# What the exercise asks
Please filter the listing below down to every line containing the word "plate", matching case exactly, and copy those lines.

(Records in a dataset)
··········
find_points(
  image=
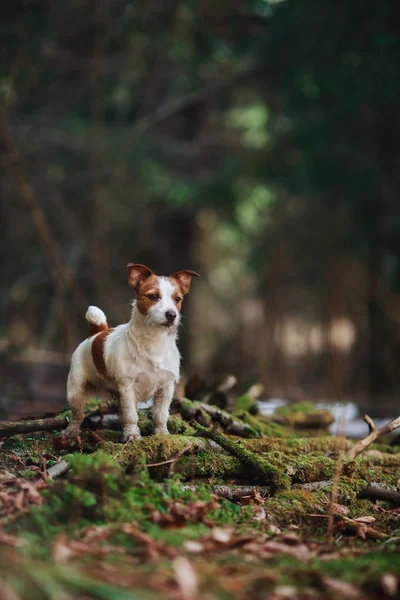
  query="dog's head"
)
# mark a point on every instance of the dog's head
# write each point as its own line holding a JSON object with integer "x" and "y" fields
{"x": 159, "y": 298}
··········
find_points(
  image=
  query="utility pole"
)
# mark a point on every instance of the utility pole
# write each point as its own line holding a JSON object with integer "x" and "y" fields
··········
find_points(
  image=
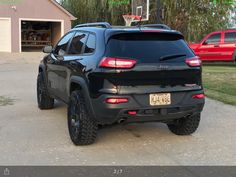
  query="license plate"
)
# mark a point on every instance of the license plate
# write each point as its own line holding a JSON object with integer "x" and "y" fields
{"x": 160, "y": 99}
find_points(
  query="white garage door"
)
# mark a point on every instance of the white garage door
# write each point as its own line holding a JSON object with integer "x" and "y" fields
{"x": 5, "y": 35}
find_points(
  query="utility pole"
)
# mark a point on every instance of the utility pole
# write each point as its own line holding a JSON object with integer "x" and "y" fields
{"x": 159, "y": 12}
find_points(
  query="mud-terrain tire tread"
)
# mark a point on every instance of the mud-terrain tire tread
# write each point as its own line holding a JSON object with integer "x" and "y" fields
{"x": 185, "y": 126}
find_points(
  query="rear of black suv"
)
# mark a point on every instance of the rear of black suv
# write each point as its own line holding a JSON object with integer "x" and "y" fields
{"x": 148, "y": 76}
··········
# Result below
  query="license plate"
# mark a point on every instance of the license plate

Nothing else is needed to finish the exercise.